__List of tasks__
• A. In the Aegirio getting-started guide, rewrite everything from "# Getting Started" down to "time series data.", replacing "solution" with "tutorial".
• B. Why does the Aegirio getting-started guide import the pandas libraries at the start of the "Get the Data" section?

# Getting Started with Aegirio

This example is based on the KubeFlow [Financial Time Series with Finance Data](https://github.com/kubeflow/examples/blob/master/financial_time_series/Financial%20Time%20Series%20with%20Finance%20Data.ipynb) example

This solution presents an example of machine learning workflow using financial time series data.

In this solution, you will:

1. Get data for financial markets using:
    * an SQL query
    * a REST API call
    * an uploaded CSV file
2. Preprocess the data
    * Load into a Pandas Data Frame in a usable format
    * Normalize the data
3.  Develope a model
    * Perform exploratory data analysis
    * Test on subset of full data
4. Train Model at Scale
    * Use TensorFlow to build, train and evaluate a number of models



## Thesis
Can we use information from a stock marketin an earlier time zone to gain an advantage for trading in a later time zone.

We will analyze closing prices from these 8 stock indices from Jan 1st, 2010 thru Oct 1, 2015


|Index|Country|Closing Time (EST)|Hours Before S&P Close|
|---|---|---|---|
|[All Ords](https://en.wikipedia.org/wiki/All_Ordinaries)|Australia|0100|15|
|[Nikkei 225](https://en.wikipedia.org/wiki/Nikkei_225)|Japan|0200|14|
|[Hang Seng](https://en.wikipedia.org/wiki/Hang_Seng_Index)|Hong Kong|0400|12|
|[DAX](https://en.wikipedia.org/wiki/DAX)|Germany|1130|4.5|
|[FTSE 100](https://en.wikipedia.org/wiki/FTSE_100_Index)|UK|1130|4.5|
|[NYSE Composite](https://en.wikipedia.org/wiki/NYSE_Composite)|US|1600|0|
|[Dow Jones Industrial Average](https://en.wikipedia.org/wiki/Dow_Jones_Industrial_Average)|US|1600|0|
|[S&P 500](https://en.wikipedia.org/wiki/S%26P_500_Index)|US|1600|0|

## 1 - Get the Data
We will be using Pandas data frames to manipulate the data so we import the libraries we will need

In [None]:
import pandas as pd
from pandas.plotting import autocorrelation_plot
from pandas.plotting import scatter_matrix

### SQL Query

We will get several sets of data from a publicly available BigQuery database

In [None]:
from google.cloud import bigquery

# Instantiates a client
bigquery_client = bigquery.Client()

(Dataset entries about object locations)
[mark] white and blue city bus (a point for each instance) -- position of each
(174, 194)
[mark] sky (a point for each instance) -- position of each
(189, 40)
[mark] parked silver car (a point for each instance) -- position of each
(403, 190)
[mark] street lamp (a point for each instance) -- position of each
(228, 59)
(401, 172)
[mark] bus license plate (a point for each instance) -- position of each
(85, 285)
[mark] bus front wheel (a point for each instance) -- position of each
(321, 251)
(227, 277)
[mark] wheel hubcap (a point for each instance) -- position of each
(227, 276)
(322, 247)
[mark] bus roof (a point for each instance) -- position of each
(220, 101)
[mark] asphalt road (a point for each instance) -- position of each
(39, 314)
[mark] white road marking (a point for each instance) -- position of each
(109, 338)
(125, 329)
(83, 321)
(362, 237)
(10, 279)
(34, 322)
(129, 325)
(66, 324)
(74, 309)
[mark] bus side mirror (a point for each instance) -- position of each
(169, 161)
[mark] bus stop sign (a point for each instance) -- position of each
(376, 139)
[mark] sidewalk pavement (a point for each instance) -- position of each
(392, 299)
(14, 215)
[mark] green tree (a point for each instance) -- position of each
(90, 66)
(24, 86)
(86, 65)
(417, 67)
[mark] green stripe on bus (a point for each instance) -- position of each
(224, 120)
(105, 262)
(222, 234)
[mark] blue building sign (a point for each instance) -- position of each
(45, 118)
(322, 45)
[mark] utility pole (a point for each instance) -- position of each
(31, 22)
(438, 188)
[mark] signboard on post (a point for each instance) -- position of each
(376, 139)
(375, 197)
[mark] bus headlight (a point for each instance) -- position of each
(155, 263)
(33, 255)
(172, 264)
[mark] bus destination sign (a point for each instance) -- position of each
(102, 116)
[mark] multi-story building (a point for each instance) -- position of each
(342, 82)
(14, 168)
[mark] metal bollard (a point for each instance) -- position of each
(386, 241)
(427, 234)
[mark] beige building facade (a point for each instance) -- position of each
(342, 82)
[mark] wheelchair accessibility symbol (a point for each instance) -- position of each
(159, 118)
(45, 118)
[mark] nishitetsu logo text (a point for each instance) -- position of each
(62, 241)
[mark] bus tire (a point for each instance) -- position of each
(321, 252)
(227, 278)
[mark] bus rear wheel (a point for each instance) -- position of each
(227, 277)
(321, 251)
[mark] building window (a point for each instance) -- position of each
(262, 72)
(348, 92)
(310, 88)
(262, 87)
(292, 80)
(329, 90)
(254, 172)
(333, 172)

__Results__
• A.
# Getting Started with Aegirio

This example is based on the KubeFlow [Financial Time Series with Finance Data](https://github.com/kubeflow/examples/blob/master/financial_time_series/Financial%20Time%20Series%20with%20Finance%20Data.ipynb) example

This tutorial presents an example of machine learning workflow using financial time series data.

• B. The guide uses Pandas data frames to manipulate the data. It therefore imports the libraries it needs for that work: pandas, autocorrelation_plot and scatter_matrix.